Problem description :: Return all of the data exactly as given.

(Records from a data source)
———

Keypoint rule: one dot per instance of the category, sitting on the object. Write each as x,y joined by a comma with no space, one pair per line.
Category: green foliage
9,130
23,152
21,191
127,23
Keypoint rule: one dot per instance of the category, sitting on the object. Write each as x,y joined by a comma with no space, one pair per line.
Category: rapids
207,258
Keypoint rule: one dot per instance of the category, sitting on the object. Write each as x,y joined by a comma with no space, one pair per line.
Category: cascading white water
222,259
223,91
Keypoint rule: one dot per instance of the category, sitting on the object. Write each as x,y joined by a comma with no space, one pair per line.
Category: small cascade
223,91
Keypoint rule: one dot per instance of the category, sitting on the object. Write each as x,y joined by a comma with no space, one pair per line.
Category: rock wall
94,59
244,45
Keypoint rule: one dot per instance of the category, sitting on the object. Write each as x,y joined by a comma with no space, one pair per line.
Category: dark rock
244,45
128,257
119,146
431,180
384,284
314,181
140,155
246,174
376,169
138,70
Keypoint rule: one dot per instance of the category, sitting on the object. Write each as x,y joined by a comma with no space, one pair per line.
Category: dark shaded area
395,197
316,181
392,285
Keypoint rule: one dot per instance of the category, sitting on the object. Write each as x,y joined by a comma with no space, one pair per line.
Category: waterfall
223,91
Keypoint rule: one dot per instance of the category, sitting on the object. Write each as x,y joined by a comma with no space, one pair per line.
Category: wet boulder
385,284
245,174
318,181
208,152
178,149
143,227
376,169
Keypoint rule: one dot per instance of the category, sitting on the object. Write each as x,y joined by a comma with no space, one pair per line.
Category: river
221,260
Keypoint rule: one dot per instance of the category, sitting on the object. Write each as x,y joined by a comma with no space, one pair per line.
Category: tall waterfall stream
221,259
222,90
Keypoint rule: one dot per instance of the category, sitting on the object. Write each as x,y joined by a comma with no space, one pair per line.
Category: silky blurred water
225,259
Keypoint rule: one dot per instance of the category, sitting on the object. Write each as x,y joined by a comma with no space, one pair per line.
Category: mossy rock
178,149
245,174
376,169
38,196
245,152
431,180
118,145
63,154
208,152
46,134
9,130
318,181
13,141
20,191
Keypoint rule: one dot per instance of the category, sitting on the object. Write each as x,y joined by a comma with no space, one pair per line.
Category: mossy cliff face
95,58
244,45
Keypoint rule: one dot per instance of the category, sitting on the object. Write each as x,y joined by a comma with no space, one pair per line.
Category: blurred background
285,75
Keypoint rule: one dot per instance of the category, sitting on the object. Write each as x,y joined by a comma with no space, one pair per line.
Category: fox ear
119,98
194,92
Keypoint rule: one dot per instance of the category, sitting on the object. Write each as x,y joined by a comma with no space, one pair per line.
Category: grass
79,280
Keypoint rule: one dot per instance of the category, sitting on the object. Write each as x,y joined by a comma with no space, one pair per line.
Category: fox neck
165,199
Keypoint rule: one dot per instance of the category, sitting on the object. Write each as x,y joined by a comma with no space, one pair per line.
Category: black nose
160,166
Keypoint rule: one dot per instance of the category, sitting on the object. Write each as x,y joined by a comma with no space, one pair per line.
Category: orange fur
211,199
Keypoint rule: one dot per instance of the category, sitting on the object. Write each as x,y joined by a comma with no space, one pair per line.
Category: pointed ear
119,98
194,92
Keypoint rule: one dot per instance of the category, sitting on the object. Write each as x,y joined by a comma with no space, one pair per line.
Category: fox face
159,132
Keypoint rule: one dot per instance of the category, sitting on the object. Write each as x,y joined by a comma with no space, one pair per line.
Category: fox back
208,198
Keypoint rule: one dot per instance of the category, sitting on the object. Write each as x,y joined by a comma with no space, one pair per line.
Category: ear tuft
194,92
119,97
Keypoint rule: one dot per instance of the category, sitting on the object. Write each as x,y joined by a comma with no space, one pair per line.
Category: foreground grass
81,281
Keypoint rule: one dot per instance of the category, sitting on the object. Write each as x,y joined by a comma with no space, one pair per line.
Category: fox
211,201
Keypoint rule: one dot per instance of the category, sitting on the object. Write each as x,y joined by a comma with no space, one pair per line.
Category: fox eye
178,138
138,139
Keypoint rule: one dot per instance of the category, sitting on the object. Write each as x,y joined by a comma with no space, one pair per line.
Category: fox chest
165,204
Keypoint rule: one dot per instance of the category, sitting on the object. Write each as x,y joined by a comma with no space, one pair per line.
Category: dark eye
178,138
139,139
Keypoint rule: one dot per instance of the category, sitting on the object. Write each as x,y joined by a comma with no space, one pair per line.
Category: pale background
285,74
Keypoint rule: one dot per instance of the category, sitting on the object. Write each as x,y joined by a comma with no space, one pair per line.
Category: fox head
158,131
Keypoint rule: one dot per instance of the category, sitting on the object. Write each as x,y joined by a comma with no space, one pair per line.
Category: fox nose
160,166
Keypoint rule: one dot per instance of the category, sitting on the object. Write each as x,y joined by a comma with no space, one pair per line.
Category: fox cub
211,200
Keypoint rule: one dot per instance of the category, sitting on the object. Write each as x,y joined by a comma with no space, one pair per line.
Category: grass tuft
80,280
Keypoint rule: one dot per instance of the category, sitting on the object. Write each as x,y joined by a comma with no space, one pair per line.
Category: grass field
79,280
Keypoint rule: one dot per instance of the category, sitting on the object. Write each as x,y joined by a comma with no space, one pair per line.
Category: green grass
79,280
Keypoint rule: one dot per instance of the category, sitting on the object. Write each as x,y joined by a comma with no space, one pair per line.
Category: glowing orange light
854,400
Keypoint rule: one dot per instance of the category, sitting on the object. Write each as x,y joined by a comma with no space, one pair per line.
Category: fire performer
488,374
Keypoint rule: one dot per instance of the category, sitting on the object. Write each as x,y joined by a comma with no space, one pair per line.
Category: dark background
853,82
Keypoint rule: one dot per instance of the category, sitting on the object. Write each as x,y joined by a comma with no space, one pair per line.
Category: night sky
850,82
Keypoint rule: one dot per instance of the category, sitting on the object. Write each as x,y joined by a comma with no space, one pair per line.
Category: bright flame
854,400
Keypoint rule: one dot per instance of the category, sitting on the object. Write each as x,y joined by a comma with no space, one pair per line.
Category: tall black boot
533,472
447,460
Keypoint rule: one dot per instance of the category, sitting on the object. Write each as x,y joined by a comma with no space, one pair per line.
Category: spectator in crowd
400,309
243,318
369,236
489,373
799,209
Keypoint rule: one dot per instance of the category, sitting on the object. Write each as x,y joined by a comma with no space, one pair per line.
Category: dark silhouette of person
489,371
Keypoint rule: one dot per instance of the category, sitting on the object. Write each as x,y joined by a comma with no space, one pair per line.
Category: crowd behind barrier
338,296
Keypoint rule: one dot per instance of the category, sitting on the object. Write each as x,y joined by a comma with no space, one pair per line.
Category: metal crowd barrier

———

Solution ::
Keypoint rule: one dot per instance of the category, sitting on the object. Write each as x,y joined by a comma with no space, one pair per line.
Category: green foliage
9,130
23,152
21,191
127,23
Keypoint rule: one dot per instance of the category, sitting on the object. Write each as x,y joined by a comma with no space, one pair per line.
Category: rapids
207,258
Keypoint rule: one dot per instance of the category, sitting on the object. Write each as x,y joined by a comma with no space, one pair per line.
Category: cascading white water
222,259
223,91
Keypoint rule: one dot per instance of the category, sitting on the object. Write each as x,y joined by a comma with no space, one pair per line.
Category: small cascade
223,91
Keypoint rule: one dot per instance of the category, sitting on the object. Write each as x,y joined by a comma with no space, one pair per line.
Category: rock wall
94,59
244,45
Keypoint rule: one dot per instance of the category, sitting on the object. Write each as x,y joined by a comma with no space, one pair per line.
Category: dark rock
244,45
128,257
119,146
431,180
384,284
314,181
140,155
246,174
376,169
138,70
Keypoint rule: one dot per instance of the category, sitting on the object. Write each as x,y joined by a comma with no space, one pair per line.
Category: dark shaded area
395,197
316,181
392,285
Keypoint rule: one dot per instance of the category, sitting on the object. Write each as x,y joined by a comma with no space, one pair per line.
Category: waterfall
223,91
Keypoint rule: one dot per instance of the category, sitting on the object. Write each as x,y joined by a comma with no space, one pair per line.
Category: wet boulder
385,284
245,174
318,181
208,152
178,149
143,227
376,169
Keypoint rule: one dot per instance of the category, sitting on the object. Write each as x,y joined by a comma with no space, one pair per line.
Category: river
221,260
Keypoint rule: one dot per instance of the category, sitting on the object. Write each as x,y joined by a comma with no space, one pair per line.
Category: tall waterfall stream
221,259
222,90
Keypoint rule: one dot per instance of the category, sitting on the object. Write each as x,y joined by a comma with no space, one pair per line.
Category: silky blurred water
225,259
Keypoint rule: one dot per instance of the category, sitting on the object. Write each as x,y joined by a comma with no space, one pair per line.
Category: mossy rock
178,149
245,174
376,169
38,196
245,152
431,180
118,145
63,154
208,152
46,134
9,130
318,181
13,141
20,191
Keypoint rule: one dot per instance of the category, sitting on the object. Write each as x,y joined by a comma with no space, one pair per line.
Category: mossy cliff face
95,58
244,45
Keypoint rule: one dot per instance of the category, sitting on the object. Write each as x,y joined by a comma with no space, one pair per line.
Category: blurred background
285,75
Keypoint rule: one dot per instance of the category, sitting on the object. Write each as x,y joined by a comma with no space, one pair per line.
Category: fox ear
119,98
194,92
Keypoint rule: one dot per instance of the category, sitting on the object. Write each as x,y joined by a comma with no space, one pair per line.
Category: grass
79,280
Keypoint rule: one dot per instance of the category, sitting on the object. Write each as x,y joined by a comma with no space, one pair per line.
Category: fox neck
165,199
Keypoint rule: one dot per instance of the category, sitting on the object. Write each as x,y joined by a comma with no space, one pair per line.
Category: black nose
160,166
Keypoint rule: one dot per instance of the category, sitting on the object. Write each as x,y joined by a comma with no space, one pair per line.
Category: orange fur
211,199
Keypoint rule: one dot per instance of the category, sitting on the object. Write each as x,y joined by a comma with no space, one pair per line.
Category: pointed ear
119,98
194,92
Keypoint rule: one dot per instance of the category, sitting on the object. Write each as x,y joined by a comma with no space, one pair per line.
Category: fox face
159,132
Keypoint rule: one dot per instance of the category, sitting on the object. Write each as x,y joined by a comma with no space, one pair per line.
Category: fox back
208,198
Keypoint rule: one dot per instance of the category, sitting on the object. Write each as x,y joined by a comma with no space, one pair per line.
Category: ear tuft
194,92
119,97
Keypoint rule: one dot per instance of the category, sitting on the object. Write each as x,y joined by a comma with no space, one pair per line.
Category: foreground grass
81,281
Keypoint rule: one dot per instance of the category, sitting on the object. Write each as x,y joined by a comma with no space, one pair per line.
Category: fox
211,201
Keypoint rule: one dot per instance of the category, sitting on the object. Write each as x,y joined by a comma with no space, one pair per line.
Category: fox eye
178,138
138,139
Keypoint rule: one dot per instance of the category, sitting on the object. Write each as x,y joined by a comma with no space, one pair per line.
Category: fox chest
165,204
Keypoint rule: one dot per instance of the category, sitting on the object. Write each as x,y joined by a comma with no space, one pair per line.
Category: dark eye
178,138
139,139
Keypoint rule: one dot per instance of the category, sitting on the object. Write each as x,y joined by a comma with no space, one pair per line.
Category: pale background
285,74
Keypoint rule: one dot per instance of the category, sitting on the object. Write each as x,y joined by a comma with no space, one pair per line.
Category: fox head
158,131
Keypoint rule: one dot per instance of the category, sitting on the object. Write each as x,y joined by a comma with no space, one pair per line.
Category: fox nose
160,166
Keypoint rule: one dot per instance of the category, sitting on the object. Write each as x,y joined by a comma with no space, one pair per line.
Category: fox cub
211,200
Keypoint rule: one dot per instance of the category, sitting on the object. Write each as x,y joined by a comma with no space, one pair per line.
Category: grass tuft
80,280
Keypoint rule: one dot per instance of the category, sitting on the object. Write each as x,y joined by a comma with no space, one pair per line.
Category: grass field
79,280
Keypoint rule: one dot per instance of the category, sitting on the object. Write each as x,y joined by a comma with no space, one pair per line.
Category: green grass
79,280
Keypoint rule: one dot per instance of the category, sitting on the object. Write each as x,y joined by a comma with no space, one pair per line.
Category: glowing orange light
854,400
Keypoint rule: one dot per instance of the category, sitting on the object. Write each as x,y joined by a comma with no space, one pair per line.
Category: fire performer
488,374
Keypoint rule: one dot per instance of the category, sitting on the object. Write each as x,y joined by a comma with no space, one pair per line.
Category: dark background
853,82
Keypoint rule: one dot per instance of the category, sitting on the object. Write each as x,y joined by a comma with no space, one pair per line.
Category: night sky
850,82
Keypoint rule: one dot per instance of the category, sitting on the object. Write each as x,y joined by a comma with no space, one pair per line.
Category: bright flame
854,400
Keypoint rule: one dot per instance of the category, sitting on the object. Write each as x,y joined by a comma with no space, one pair per line.
Category: tall black boot
533,472
447,460
Keypoint rule: one dot per instance of the category, sitting on the object. Write each as x,y joined by a comma with no space, one pair per line.
Category: spectator in crowd
400,309
243,318
369,236
489,373
799,209
Keypoint rule: one dot per instance of the category, sitting on the object. Write each as x,y joined by a comma with no space, one pair per line.
Category: dark silhouette of person
489,371
Keypoint rule: one dot per instance of the category, sitting on the object. Write each as x,y joined by a comma with no space, one pair per line.
Category: crowd behind barrier
338,296
Keypoint rule: one dot per instance of the category, sitting on the object. Write each as x,y joined by a comma with no space, one pair per line.
Category: metal crowd barrier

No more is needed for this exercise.